**CONSIGNES DU PROBLÈME**
Repérez chaque ligne des entrées qui contient la chaîne "tree", puis recopiez toutes ces lignes.

[Lignes d'un jeu de données d'annotation par boîtes englobantes]
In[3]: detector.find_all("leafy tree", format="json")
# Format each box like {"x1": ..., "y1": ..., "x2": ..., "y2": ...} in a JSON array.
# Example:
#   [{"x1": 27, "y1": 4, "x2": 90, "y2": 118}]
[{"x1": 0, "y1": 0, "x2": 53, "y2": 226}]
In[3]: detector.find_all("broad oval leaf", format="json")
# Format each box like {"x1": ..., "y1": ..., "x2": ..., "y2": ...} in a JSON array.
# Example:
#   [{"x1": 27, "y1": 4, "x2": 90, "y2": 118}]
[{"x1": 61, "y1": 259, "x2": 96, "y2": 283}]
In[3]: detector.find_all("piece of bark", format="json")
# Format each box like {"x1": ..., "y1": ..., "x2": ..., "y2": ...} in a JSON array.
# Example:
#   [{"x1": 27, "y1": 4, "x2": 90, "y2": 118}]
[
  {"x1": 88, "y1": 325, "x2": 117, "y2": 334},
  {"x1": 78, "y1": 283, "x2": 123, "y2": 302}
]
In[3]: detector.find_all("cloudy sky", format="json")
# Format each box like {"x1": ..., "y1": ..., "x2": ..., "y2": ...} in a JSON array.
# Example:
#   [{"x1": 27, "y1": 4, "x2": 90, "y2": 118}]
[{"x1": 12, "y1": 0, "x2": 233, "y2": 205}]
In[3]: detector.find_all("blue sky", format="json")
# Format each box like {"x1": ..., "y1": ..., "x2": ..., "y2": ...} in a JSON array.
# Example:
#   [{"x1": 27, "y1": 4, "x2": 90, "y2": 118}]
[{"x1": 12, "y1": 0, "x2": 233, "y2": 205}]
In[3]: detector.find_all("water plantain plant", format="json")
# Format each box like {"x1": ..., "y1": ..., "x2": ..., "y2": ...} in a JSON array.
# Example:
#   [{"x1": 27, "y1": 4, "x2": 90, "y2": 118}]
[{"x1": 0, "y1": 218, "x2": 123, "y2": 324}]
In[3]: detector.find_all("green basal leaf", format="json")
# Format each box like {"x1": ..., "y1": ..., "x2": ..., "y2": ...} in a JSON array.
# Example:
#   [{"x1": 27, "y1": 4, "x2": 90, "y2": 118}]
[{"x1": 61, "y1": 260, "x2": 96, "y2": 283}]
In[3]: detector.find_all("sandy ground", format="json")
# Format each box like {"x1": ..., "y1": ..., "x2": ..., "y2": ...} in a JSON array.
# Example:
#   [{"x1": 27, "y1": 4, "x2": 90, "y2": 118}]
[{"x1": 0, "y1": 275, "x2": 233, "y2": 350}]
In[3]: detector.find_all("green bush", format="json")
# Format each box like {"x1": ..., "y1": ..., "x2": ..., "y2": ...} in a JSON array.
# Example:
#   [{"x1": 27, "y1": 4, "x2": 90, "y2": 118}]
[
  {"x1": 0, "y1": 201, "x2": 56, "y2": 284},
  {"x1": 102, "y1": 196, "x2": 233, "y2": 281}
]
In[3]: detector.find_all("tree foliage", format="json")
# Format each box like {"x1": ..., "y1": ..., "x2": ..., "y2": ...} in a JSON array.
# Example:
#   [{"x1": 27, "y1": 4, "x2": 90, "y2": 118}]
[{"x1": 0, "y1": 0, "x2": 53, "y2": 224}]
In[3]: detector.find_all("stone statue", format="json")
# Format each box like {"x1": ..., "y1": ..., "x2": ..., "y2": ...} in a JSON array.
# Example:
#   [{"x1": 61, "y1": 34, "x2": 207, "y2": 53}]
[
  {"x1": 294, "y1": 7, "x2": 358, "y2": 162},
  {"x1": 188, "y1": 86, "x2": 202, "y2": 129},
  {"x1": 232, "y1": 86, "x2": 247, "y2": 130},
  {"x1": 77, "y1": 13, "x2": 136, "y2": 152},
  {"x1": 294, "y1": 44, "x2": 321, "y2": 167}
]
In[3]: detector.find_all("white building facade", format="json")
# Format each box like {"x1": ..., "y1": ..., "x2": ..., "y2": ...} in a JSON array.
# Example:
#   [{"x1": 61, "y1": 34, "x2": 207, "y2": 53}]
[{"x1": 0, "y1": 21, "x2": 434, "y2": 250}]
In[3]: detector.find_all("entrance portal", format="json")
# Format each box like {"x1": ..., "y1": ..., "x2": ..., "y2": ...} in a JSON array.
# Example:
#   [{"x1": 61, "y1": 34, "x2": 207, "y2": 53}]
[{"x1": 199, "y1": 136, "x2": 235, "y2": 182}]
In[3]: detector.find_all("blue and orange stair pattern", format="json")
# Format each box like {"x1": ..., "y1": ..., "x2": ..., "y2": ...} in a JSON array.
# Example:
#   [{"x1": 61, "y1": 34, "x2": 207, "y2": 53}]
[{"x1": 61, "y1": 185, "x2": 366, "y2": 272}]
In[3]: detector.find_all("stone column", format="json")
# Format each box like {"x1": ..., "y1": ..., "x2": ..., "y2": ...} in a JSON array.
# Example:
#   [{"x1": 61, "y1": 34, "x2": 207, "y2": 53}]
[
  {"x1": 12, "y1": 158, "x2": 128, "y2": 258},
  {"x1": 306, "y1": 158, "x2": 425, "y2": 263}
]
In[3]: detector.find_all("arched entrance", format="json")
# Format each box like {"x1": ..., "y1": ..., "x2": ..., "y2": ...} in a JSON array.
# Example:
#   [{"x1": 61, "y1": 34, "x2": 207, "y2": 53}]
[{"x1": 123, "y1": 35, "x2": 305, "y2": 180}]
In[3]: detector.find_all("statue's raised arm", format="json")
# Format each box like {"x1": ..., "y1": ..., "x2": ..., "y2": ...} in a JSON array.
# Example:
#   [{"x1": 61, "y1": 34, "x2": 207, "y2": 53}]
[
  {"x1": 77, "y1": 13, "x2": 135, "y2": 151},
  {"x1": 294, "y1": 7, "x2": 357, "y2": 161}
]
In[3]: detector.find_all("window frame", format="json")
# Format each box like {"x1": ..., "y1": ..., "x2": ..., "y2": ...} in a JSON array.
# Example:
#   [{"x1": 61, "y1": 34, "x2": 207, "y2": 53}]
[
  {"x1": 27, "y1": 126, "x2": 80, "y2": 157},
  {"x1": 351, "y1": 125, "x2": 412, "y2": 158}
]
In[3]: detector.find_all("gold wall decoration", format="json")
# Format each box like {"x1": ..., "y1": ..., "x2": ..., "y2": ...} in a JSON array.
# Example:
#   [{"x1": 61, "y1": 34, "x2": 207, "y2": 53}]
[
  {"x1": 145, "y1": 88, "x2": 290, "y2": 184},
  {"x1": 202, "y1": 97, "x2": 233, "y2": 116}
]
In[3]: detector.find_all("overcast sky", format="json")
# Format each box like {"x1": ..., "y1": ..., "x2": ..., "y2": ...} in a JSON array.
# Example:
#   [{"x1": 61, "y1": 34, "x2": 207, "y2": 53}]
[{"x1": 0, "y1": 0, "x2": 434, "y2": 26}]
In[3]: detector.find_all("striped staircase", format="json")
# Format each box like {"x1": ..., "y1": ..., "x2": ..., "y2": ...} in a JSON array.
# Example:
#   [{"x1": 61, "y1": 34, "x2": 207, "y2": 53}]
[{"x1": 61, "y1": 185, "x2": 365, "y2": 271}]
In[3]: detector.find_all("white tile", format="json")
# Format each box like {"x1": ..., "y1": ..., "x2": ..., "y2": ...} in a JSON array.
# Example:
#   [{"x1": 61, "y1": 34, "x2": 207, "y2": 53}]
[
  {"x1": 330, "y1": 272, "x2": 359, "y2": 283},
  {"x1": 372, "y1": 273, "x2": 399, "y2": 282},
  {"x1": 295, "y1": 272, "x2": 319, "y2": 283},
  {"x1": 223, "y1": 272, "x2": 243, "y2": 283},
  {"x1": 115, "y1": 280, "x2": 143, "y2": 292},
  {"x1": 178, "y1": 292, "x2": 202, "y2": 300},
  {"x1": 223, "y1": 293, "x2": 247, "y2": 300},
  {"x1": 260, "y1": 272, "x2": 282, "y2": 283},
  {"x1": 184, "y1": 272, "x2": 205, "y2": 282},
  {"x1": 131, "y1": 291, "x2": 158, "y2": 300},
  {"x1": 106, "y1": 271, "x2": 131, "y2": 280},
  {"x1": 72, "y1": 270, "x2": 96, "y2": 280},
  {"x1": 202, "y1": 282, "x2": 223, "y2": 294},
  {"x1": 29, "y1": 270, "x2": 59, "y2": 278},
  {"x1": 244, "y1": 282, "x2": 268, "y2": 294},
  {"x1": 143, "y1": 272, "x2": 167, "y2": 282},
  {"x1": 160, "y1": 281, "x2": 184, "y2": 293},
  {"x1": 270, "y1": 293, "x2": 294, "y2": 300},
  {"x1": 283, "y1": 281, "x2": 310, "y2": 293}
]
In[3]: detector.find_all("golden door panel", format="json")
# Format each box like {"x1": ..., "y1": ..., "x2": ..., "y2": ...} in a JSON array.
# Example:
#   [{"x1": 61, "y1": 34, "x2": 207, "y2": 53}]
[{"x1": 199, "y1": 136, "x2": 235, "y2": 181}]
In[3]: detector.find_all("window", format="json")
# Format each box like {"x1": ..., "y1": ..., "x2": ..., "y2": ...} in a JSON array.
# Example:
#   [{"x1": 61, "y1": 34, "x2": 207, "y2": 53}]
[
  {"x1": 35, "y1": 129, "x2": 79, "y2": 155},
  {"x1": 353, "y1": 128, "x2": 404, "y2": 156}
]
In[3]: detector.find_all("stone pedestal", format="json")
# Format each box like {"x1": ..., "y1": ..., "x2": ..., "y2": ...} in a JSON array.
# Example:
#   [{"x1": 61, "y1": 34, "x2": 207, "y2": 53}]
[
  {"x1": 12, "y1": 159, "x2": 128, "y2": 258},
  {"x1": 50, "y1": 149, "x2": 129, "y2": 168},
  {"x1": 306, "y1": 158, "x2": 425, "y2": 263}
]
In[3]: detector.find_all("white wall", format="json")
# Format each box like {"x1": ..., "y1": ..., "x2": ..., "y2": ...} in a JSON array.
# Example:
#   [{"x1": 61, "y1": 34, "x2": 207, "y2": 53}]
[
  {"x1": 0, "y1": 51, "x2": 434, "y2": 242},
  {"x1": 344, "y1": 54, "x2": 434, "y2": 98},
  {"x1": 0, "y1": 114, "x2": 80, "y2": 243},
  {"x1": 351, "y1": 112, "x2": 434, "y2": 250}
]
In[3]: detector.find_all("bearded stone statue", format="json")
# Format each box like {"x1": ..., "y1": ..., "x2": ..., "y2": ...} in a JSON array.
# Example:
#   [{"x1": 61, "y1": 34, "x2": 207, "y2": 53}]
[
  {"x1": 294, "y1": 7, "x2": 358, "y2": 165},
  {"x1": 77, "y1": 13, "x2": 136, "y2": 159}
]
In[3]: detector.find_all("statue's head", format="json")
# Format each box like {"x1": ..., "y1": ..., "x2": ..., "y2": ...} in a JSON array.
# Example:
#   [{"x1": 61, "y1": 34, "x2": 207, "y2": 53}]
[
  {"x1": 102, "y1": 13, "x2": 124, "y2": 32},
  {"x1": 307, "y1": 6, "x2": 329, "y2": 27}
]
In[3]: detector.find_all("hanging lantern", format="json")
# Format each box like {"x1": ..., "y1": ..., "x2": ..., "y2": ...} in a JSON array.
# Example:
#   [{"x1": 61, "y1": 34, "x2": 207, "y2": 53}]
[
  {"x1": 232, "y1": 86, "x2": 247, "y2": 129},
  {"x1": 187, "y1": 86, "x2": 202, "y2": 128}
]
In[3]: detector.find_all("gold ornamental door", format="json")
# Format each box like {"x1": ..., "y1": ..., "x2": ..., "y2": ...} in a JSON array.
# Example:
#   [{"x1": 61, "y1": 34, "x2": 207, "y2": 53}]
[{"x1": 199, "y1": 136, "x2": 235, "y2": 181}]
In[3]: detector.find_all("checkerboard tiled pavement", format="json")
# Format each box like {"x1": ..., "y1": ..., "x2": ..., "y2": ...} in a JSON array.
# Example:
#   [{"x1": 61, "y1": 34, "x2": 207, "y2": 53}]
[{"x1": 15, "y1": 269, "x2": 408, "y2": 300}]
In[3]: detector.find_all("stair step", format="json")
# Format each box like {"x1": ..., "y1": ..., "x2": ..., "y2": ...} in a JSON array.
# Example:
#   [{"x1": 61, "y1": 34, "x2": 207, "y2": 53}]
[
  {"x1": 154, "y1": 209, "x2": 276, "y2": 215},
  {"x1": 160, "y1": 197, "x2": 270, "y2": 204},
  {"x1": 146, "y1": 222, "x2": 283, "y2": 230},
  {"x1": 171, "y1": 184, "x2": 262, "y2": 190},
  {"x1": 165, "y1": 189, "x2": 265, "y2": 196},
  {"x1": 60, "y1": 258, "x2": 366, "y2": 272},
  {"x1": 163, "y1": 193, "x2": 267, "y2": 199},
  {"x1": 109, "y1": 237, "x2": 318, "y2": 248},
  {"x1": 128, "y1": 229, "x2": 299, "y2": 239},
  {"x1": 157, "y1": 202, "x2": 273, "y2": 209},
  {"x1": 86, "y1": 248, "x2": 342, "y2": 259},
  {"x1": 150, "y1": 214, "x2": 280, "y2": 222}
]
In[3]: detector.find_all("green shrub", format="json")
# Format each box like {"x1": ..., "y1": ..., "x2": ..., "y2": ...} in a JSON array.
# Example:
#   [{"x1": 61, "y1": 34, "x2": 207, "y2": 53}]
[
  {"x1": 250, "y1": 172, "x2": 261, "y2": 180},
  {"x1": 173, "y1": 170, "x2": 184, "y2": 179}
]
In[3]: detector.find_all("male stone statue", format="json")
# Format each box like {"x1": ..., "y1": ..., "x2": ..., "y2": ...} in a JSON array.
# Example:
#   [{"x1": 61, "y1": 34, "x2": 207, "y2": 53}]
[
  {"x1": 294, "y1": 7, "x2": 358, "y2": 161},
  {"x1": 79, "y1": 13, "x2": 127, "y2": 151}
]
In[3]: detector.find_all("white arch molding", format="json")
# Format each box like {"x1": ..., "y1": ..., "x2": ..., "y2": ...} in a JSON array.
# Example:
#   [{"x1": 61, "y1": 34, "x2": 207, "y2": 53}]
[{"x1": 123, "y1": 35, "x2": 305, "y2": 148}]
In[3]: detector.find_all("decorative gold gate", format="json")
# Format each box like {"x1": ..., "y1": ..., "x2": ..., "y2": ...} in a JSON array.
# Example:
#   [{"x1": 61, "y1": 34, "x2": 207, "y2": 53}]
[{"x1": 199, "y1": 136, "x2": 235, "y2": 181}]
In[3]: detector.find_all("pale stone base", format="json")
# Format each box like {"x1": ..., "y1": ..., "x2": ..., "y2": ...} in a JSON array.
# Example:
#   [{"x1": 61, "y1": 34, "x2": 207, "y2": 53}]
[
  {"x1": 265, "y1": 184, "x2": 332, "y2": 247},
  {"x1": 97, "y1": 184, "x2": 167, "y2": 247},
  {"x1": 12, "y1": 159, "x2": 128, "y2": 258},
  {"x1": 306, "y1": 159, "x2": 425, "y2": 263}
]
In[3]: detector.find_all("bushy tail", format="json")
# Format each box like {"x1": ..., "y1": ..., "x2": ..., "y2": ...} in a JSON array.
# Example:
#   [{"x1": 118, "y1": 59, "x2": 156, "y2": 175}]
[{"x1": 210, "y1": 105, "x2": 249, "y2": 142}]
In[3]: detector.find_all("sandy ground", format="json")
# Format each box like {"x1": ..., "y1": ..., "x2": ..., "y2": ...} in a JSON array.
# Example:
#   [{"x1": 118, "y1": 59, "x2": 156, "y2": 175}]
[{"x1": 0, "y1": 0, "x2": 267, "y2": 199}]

**RÉSULTAT ATTENDU**
In[3]: detector.find_all("leafy tree", format="json")
In[3]: detector.find_all("tree foliage", format="json")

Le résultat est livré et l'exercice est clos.